***** ФРАГМЕНТ ДОКУМЕНТА

Познакомился с Анатолием Бельдинским – гитаристом и хорошим человеком, и он посоветовал мне поступать в музыкальное училище. По профессии – он инженер-конструктор по машиностроению, ведущий специалист Луганского тепловозостроительного завода. Когда пошёл на пенсию – работал гитаристом в филармонии. Написал в 1957 году испанский танец, который Константин Смага назвал – «кубинский народный танец». Я написал пьесу для гитары – «Воспоминание о Бельдинском».

В 9—10 классах я проходил обучение токарному делу на небольшом заводе металлоизделий, который находился недалеко от музучилища. Его производственный мастер Иван Иванович говорил: «Пётр, посмотри, дверь в музучилище узкая, а у нас широкая. – Иди в узкую дверь, а в широкую всегда пустят».

Я выбрал «узкую дверь» и после окончания школы стал готовиться к поступлению в музыкальное училище. Не помню всех подготовленных пьес. Помню только этюд Наполеона Коста ля мажор, опус номер двадцать три. Приёмной комиссии моя игра понравилась. Спросили: «Где обучался игре?». Ответил, что самостоятельно по самоучителю. На вопрос: «Как собираетесь сдавать экзамены по сольфеджио и теории музыки?»

Пришлось заверить комиссию, что за год обучения я подготовлюсь и сдам экзамены по этим предметам.

После небольшого совещания, комиссия пошла мне навстречу, но стали проверять мой слух. На фортепиано нажимали одновременно две три клавиши и просили спеть отдельно каждую ноту. С этим заданием я справился легко.– Спойте гимн Советского Союза…

– Я не знаю слов… – Как же так? Ведь его по радио передают каждое утро.

– У нас нет радио, – отвечаю без всякого вранья, – электричество провели недавно. Я занимался и читал при керосиновой лампе.

– Тогда спойте, что знаете. Песен я знал предостаточно. Выбрал самую приличную. Не помню названия, но там были слова: «Мы одни, с нами только гитара, что умеет нам петь о любви…». Посмеялись, но приняли.

На Почтовой улице находилось музыкальное училище и двух небольших домиках во дворе. В главном корпусе находились струнный, фортепианный и хормейстерский отделы шли групповые лекции, во дворе в домиках разместились народники и духовики. Напротив главного корпуса было небольшое двухэтажное здание. Студенты его в шутку называли – «Консерватория».

**********
***** ВХОДНЫЕ ДАННЫЕ

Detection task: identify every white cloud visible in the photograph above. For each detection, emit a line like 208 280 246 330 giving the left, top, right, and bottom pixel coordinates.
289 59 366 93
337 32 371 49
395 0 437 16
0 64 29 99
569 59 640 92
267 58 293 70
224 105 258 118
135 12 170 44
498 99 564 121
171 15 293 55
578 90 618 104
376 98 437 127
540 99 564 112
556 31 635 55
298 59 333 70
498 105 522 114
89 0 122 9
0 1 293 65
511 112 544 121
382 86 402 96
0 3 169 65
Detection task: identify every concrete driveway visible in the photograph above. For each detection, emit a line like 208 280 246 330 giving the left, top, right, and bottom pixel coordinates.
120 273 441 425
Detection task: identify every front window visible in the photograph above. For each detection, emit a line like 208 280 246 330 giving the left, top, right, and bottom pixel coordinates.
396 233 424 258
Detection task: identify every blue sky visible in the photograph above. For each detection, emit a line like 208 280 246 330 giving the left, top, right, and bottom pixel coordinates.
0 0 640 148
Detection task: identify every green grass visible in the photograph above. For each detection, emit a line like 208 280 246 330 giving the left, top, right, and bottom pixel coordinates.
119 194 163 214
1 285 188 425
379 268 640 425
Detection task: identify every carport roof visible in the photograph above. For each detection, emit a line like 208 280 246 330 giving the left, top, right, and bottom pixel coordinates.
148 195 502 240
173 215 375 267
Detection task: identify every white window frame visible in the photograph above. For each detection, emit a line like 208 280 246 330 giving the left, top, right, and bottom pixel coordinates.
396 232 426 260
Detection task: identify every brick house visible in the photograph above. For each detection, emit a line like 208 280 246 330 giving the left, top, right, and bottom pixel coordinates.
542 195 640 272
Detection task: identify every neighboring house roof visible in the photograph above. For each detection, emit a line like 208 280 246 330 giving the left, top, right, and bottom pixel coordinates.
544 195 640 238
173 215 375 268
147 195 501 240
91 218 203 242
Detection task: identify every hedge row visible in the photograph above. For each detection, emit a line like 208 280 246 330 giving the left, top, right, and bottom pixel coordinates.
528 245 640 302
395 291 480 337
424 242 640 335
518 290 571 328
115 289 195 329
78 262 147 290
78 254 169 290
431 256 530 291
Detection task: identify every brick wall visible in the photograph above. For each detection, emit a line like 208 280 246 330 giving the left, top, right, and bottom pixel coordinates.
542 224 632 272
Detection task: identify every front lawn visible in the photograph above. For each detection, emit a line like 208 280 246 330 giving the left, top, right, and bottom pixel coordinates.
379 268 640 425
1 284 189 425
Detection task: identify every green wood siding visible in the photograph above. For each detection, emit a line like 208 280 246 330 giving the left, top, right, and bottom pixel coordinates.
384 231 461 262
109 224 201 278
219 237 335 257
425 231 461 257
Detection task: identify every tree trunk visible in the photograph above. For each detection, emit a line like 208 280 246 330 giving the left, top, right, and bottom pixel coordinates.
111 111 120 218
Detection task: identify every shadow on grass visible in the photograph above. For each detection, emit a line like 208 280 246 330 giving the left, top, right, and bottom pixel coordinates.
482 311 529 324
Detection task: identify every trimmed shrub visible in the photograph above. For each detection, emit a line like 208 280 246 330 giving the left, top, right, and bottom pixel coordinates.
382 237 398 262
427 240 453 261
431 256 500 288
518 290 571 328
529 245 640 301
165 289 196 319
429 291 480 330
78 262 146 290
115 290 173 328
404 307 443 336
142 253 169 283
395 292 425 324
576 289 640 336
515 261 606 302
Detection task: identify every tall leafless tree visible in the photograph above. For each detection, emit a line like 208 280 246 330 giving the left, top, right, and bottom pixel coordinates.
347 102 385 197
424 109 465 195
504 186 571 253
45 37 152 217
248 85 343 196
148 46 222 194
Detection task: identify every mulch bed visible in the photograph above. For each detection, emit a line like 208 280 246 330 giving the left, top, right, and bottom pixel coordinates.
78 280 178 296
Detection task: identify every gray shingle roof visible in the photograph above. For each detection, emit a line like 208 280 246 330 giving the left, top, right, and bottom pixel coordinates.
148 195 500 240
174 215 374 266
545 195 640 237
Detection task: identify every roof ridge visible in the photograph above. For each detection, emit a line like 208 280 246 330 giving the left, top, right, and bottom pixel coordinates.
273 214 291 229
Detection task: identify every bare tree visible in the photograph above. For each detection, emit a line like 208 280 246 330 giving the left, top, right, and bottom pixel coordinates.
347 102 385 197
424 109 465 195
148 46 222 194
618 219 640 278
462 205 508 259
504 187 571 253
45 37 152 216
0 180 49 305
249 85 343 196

**********

### ТЕКСТ ЗАДАНИЯ 1
Повторите без изменений часть списка от строки, содержащей «Detection task: identify every bare», до последней строки списка, включая обе границы.
### ТЕКСТ ЗАДАНИЯ 2
Продолжите воспоминания о поступлении в музыкальное училище, начав сразу после их последнего предложения.
Текст и список никак не связаны друг с другом.

### ИТОГОВЫЙ РЕЗУЛЬТАТ 1
Detection task: identify every bare tree visible in the photograph above. For each detection, emit a line like 208 280 246 330 giving the left, top, right, and bottom pixel coordinates.
347 102 385 197
424 109 465 195
148 46 222 194
618 219 640 278
462 205 508 259
504 187 571 253
45 37 152 216
0 180 49 305
249 85 343 196

### ИТОГОВЫЙ РЕЗУЛЬТАТ 2
На первом этаже большой зал, там проходили репетиции оркестра народных инструментов. Руководитель директор училища Яровой Виктор Кириллович, он преподавал домру.

Иван Акинин преподавал мне дирижирование и оркестровку. Его советами я пользуюсь, когда пишу музыку для оркестра. Среди преподавателей были знаменитые личности.

Иван Стаматти – тромбонист, играл в оркестре батьки Махно. Михаил Осипович Дунаевский, концертмейстер, родной брат композитора Исаака Дунаевского.

В Донецке художественным руководителем шахтёрского ансамбля песни и пляски ДОНБАСС был Зиновий Дунаевский, автор Шахтёрского вальса, очень была популярная и прекрасная песня – это гимн Донбасса.

Сольфеджио и гармонию преподавал Лазарь Воль. Худой, с копной чёрных волос и с дьявольским блеском в глазах. Ну, вылитый чёрт! Талантливый композитор. Написал оперетту и её в городском театре исполняли. Однажды, на уроке сольфеджио, я решил пошутить (весьма неудачно). Когда пел гамму до-мажор, то вместо ноты соль, спел – Воль. И что? «Посеешь, ветер – пожнёшь бурю». Он орал, что я бездарность, что я поступил потому, что дал взятку. Когда я сказал, что пожалуюсь директору, он, обращаясь к студентам, сказал – я такое говорил? Все хором ответили – нет. В процессе учёбы заставлял меня решать труднейшие гармонические задачи. Мне пришлось изрядно попотеть, но я так знал гармонию, что при поступлении в консерваторию, помогал своим землякам абитуриентам.

Георгий Андреевич Аванесов – мой преподаватель гитары – был домристом и технику игры на гитаре знал только в общих чертах. Главная заслуга его в том, что он готовил меня, как солиста, воспитывал, как спортсмена – быть уверенным в себе. Он говорил мне, что надо практиковаться столько, чтобы игра вызывала у публики иллюзию лёгкости. Но перед самым концертом нельзя играть программу. «Тебе через пятнадцать минут на сцену, – говорил он, – а ты уже всё сыграл, – игра твоя будет выхолощенной, неэмоциональной».

Вячеслав Ткачёв, преподаватель по общему фортепиано, слушая, как я играл «Вариации на тему Моцарта» Фернандо Сора, спросил: «А ты сможешь всё это пропеть? – если нет, то у тебя только пальцевая память а она ненадёжная.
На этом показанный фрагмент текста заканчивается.